DOCUMENT EXCERPT -
# From Transposable Element Modeling to Physics-informed Biological AI

**Zhongning “Nina” Deng**  
*Research direction memo — working draft*

## Current foundation

My current work focuses on computational genomics for transposable element (TE) annotation. Two practical problems anchor this work. The first is model design: how can complementary genomic signals be combined in a multimodal architecture to improve TE annotation and classification? The second is data design: how can records and taxonomies derived from RepBase and Dfam be reconciled into a traceable, biologically meaningful, ML-ready dataset?

These problems are closely coupled. A sequence model inherits the assumptions, ambiguity, and missing structure of its training data. TE biology makes this especially visible because repetitive sequences, nested insertions, fragmentation, divergent nomenclatures, and uneven taxonomic resolution complicate both labels and evaluation.

## Research question

How can biological machine-learning systems move from pattern recognition toward representations that capture biological structure, state, and change?

I am interested in three connected layers:

1. **Representation:** learning useful genomic features across sequence and complementary modalities.

TASKS AND EXERCISES -
a - Answer these questions about the research memo:
(i) Which two sources are the reconciled records and taxonomies derived from?
(ii) How many connected layers does the author say they are interested in?
(iii) What three things does a sequence model inherit from its training data?
b - Decide whether each statement agrees with the research memo. Answer yes or no and quote the words that decide it.
(i) The author treats model design and data design as closely linked problems.
(ii) The author's current work centers on protein structure prediction.
(iii) The memo is presented as a finished version.
c - Carry the research memo on from the point where it stops.
The entries that come after the research memo are separate material.

DATA FOR REVIEW -
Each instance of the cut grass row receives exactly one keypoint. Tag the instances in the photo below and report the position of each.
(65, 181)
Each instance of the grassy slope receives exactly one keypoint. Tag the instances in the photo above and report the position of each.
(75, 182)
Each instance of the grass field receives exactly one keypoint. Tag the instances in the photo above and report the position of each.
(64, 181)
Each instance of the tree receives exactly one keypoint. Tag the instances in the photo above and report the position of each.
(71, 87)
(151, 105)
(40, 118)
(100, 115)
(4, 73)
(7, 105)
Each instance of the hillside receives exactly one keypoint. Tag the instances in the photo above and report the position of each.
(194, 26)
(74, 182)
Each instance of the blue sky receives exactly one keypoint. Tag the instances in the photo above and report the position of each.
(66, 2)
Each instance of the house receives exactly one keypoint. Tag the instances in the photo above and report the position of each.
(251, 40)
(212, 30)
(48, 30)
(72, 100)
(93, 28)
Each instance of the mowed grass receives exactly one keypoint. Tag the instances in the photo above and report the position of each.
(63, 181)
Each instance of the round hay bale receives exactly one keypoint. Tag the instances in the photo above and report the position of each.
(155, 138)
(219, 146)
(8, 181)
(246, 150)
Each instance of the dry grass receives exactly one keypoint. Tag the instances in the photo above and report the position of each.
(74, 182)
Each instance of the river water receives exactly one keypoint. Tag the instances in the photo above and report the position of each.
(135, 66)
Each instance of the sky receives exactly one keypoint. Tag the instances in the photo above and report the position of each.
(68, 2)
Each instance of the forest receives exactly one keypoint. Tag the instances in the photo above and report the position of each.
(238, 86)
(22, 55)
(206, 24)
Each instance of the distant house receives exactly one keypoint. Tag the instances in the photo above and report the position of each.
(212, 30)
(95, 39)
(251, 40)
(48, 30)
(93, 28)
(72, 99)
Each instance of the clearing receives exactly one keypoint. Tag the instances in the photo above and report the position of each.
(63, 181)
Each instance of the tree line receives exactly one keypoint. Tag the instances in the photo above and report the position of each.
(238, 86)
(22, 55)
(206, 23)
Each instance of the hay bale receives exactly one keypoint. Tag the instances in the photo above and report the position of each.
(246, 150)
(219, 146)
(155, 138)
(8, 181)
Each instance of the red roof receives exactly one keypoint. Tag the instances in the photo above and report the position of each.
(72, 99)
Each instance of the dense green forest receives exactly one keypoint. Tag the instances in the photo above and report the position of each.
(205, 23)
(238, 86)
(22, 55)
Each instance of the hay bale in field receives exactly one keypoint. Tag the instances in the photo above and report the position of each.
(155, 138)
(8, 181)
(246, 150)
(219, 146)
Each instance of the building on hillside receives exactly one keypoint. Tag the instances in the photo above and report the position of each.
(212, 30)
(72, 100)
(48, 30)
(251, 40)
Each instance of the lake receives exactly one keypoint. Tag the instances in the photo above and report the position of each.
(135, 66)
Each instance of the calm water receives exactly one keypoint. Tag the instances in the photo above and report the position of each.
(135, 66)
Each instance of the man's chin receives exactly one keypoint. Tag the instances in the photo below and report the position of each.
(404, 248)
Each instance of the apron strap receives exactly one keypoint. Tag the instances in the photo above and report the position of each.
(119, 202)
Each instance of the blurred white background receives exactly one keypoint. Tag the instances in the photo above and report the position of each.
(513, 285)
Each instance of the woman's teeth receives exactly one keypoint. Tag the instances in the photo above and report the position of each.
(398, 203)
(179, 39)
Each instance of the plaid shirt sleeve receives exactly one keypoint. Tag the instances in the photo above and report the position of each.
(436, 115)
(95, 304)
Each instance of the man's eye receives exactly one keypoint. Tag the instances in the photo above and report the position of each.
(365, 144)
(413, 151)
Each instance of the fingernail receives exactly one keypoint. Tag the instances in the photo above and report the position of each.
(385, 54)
...
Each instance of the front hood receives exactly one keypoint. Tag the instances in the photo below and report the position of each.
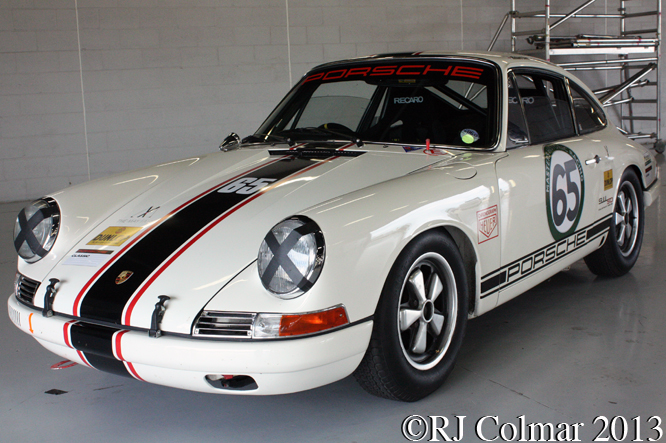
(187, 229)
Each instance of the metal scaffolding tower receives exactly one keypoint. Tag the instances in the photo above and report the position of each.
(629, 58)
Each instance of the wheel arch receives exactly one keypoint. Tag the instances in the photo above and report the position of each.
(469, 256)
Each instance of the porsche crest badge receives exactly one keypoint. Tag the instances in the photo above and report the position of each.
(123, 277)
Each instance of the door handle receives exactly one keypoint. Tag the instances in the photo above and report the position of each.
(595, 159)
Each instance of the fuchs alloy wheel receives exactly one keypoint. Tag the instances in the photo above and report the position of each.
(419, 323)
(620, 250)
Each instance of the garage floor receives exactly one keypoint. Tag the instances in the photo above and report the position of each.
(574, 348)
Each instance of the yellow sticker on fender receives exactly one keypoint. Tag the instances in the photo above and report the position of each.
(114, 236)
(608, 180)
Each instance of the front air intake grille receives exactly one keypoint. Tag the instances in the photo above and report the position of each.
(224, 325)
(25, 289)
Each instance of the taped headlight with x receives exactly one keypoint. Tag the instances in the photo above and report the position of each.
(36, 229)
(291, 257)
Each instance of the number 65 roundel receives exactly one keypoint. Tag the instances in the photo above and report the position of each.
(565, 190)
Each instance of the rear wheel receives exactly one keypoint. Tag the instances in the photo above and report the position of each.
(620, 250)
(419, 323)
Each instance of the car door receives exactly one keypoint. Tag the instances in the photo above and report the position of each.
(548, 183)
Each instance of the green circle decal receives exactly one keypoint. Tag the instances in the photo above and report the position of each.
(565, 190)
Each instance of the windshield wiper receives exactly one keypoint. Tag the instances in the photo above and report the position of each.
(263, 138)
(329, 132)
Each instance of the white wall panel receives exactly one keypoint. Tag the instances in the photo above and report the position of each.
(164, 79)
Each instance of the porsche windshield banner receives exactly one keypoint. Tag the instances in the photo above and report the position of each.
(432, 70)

ANSWERS FOR THIS EXERCISE -
a -
(i) RepBase and Dfam
(ii) Three
(iii) The assumptions, ambiguity, and missing structure of its training data

b -
(i) Yes: "These problems are closely coupled."
(ii) No: "My current work focuses on computational genomics for transposable element (TE) annotation."
(iii) No: "Research direction memo — working draft"

c -
2. **Data and taxonomy:** defining labels, provenance, hierarchy, and evaluation so that learned representations correspond to defensible biological concepts.
3. **Dynamics and constraints:** building models that represent biological transitions while respecting known structure or physical principles.

## Why TE work is a useful starting point

TE annotation is a concrete test bed for reasoning across scales. Local motifs, long-range sequence organization, family relationships, evolutionary divergence, and genomic context can all matter. Robust progress therefore requires more than a larger model: it requires careful decisions about information, hierarchy, uncertainty, and generalization.

The transferable asset is not only a TE classifier. It is a disciplined approach to building biological learning systems: curate the data lineage, make taxonomy explicit, combine signals deliberately, test what the representation learns, and identify where biological constraints should enter the model.

## Forward direction

My longer-term goal is to contribute to biological foundation models and virtual cell systems that connect rich observations to latent biological dynamics. I am particularly interested in physics-informed biological AI: models whose architectures, objectives, or inference procedures incorporate meaningful constraints rather than learning unconstrained correlations alone.

This is a research direction rather than a completed project. The next steps are to strengthen the current TE/genomics work, study modern genomic foundation models, formulate small bridge problems involving structured latent dynamics or constrained learning, and collaborate with researchers in genomics, mathematical biology, and machine learning.

## Near-term agenda

- Establish a reproducible, taxonomically coherent TE dataset with explicit provenance.
- Benchmark unimodal and multimodal representations for TE annotation.
- Analyze failure modes across TE families, sequence divergence, and dataset shift.
- Identify biological priors that are testable in small, well-defined modeling problems.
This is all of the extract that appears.